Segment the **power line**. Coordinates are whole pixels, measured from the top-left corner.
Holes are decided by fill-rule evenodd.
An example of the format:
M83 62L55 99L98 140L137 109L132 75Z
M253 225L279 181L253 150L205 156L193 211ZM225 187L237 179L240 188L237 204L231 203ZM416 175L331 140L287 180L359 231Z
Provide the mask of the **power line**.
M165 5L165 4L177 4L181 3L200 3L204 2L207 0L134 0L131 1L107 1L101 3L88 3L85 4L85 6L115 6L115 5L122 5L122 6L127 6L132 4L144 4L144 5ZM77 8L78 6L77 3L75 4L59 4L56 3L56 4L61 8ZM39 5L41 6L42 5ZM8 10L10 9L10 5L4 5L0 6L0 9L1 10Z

•••••

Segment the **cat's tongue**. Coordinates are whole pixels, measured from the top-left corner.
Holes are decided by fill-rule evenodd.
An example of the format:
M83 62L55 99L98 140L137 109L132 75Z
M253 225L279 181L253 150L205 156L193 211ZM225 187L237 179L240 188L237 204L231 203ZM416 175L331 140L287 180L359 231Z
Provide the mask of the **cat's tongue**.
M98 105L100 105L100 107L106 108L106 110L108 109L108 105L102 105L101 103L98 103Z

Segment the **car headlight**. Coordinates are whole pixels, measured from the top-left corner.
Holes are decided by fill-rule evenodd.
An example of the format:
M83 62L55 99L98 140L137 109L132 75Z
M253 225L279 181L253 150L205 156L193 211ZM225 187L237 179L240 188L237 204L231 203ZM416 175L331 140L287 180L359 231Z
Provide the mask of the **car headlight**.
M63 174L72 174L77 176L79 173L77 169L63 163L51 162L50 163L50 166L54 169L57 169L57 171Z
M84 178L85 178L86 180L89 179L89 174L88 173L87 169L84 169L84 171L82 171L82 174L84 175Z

•••••

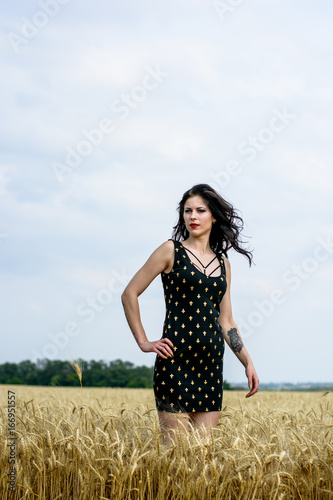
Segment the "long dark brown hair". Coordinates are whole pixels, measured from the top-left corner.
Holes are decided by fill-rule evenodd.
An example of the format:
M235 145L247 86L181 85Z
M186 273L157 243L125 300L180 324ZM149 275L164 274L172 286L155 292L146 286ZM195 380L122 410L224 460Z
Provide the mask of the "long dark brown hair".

•••••

• **Requirements**: Rewrite the part of the material that opens with the line containing "Segment the **cat's" and closes with the line containing "M98 105L100 105L100", swapping every "tongue" for "nose" and keeping all else unchanged.

• **Result of this exercise**:
Segment the **cat's nose**. Coordinates are whole pixels, measured from the top-left corner.
Holes are decided by fill-rule evenodd.
An example of the format:
M83 62L55 99L98 140L137 109L132 75Z
M253 225L279 181L253 150L205 156L193 211ZM225 187L237 179L240 188L237 204L231 203ZM416 175L331 140L287 180L359 231Z
Provide the mask of the **cat's nose**.
M98 105L100 105L100 107L106 108L106 110L108 109L108 105L102 105L101 103L98 103Z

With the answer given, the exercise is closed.